● TASK SET
1 – For each statement below, say whether the article on Scientology films agrees with it. Answer yes or no, and quote the text's deciding words exactly. (a) "After Earth" took in US$27 million over the weekend. (b) "Armageddon" opened at No. 2 in 1998. (c) In "After Earth," a father and son crash-land on the earth 500 years after a catastrophe.
2 – Reproduce a passage from the article on Scientology films word for word. Begin at the words "Scientology films continue" and stop after "films he’d seen.".

==== DOCUMENT EXCERPT

Scientology films continue to flop

Will and son Jaden Smith
Will and son Jaden Smith

“MEN in Black”, “Independence Day”, “I Am Legend”: Almost every single Will Smith summer blockbuster has debuted at No. 1 at the box office. Until now.  Over the weekend, Will and son Jaden Smith’s sci-fi film “After Earth” pulled in a paltry US$27 million, putting it in a league with epic flops “Land of the Lost” and “John Carter”.
Even “Now You See Me” earned more money last weekend; that movie is about teleporting magicians who rob a bank.

Yes, “After Earth” got terrible reviews, but that doesn’t always guarantee a bomb. “Armageddon”, which opened at No. 1 in 1998 and has since raked in US$500  million worldwide, even though Roger Ebert said it was one of the worst films he’d seen.

The problem may well be traced to the flood of Scientology-laced themes and messages that populate the film — which don’t seem to translate into box-office dollars.  In the movie, a father and son crash-land on the earth 1 000 years after a catastrophe forced humans off the planet and the two have to overcome their negative emotions.

========
==== DATA RECORDS

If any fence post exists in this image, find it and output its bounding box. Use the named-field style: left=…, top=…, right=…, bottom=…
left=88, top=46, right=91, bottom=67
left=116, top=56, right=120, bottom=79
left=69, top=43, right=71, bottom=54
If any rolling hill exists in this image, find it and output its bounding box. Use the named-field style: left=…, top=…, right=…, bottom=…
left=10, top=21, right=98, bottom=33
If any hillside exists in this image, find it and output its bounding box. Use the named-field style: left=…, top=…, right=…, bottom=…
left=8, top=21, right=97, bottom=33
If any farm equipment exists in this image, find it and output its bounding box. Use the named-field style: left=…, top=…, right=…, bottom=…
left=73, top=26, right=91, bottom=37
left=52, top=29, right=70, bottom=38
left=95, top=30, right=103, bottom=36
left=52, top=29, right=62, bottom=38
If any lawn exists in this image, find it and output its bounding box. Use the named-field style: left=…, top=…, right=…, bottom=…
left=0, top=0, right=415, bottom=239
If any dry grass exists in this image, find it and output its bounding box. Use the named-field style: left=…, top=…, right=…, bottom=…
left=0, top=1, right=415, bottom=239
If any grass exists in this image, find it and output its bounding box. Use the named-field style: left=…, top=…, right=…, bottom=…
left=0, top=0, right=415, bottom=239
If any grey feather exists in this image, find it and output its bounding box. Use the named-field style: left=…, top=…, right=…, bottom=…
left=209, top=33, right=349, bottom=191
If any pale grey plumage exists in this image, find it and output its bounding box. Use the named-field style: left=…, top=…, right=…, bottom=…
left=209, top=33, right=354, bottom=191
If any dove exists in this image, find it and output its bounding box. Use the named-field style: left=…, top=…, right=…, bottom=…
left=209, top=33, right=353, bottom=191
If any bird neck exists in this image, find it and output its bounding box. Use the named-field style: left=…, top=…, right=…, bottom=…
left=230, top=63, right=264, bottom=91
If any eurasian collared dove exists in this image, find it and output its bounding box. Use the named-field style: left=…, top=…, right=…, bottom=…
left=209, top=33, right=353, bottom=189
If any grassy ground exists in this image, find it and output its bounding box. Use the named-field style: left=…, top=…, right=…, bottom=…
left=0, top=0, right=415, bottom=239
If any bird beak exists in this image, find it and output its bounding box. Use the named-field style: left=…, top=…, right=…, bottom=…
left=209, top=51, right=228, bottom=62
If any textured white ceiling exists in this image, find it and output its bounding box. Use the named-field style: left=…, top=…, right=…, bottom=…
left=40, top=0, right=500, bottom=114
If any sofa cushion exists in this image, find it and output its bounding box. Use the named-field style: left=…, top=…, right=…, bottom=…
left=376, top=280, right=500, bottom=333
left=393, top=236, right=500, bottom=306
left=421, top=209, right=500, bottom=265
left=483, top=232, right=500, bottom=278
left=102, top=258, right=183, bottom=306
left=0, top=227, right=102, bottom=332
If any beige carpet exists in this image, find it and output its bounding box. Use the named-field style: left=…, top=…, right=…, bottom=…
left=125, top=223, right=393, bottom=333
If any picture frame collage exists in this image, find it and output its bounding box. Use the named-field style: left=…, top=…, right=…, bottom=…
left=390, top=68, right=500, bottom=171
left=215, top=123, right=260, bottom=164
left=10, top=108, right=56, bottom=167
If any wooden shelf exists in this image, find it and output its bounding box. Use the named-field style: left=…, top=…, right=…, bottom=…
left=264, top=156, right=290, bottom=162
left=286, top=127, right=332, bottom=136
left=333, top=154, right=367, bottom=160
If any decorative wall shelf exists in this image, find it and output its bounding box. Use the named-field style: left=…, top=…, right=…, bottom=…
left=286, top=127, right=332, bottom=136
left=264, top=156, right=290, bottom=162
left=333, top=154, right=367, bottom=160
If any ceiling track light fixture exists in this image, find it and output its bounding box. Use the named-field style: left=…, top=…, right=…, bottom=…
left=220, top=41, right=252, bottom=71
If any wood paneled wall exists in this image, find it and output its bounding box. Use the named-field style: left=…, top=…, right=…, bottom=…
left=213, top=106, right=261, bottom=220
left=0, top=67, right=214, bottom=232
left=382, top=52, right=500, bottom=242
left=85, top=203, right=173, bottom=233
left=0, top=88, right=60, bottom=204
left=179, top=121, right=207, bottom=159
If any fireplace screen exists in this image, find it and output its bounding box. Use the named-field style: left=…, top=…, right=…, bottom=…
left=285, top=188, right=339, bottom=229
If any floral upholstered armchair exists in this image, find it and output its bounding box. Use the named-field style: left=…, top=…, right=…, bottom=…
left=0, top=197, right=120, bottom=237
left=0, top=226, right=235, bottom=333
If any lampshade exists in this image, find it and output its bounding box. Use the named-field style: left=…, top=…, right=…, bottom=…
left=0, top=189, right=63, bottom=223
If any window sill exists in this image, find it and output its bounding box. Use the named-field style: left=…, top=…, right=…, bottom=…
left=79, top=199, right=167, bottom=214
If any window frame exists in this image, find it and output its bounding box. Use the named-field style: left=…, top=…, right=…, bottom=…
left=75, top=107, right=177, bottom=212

========

● RESPONSES FOR EACH TASK
1 –
(a) Yes: "pulled in a paltry US$27 million"
(b) No: "opened at No. 1 in 1998"
(c) No: "crash-land on the earth 1 000 years after a catastrophe"

2 –
Scientology films continue to flop

Will and son Jaden Smith
Will and son Jaden Smith

“MEN in Black”, “Independence Day”, “I Am Legend”: Almost every single Will Smith summer blockbuster has debuted at No. 1 at the box office. Until now.  Over the weekend, Will and son Jaden Smith’s sci-fi film “After Earth” pulled in a paltry US$27 million, putting it in a league with epic flops “Land of the Lost” and “John Carter”.
Even “Now You See Me” earned more money last weekend; that movie is about teleporting magicians who rob a bank.

Yes, “After Earth” got terrible reviews, but that doesn’t always guarantee a bomb. “Armageddon”, which opened at No. 1 in 1998 and has since raked in US$500  million worldwide, even though Roger Ebert said it was one of the worst films he’d seen.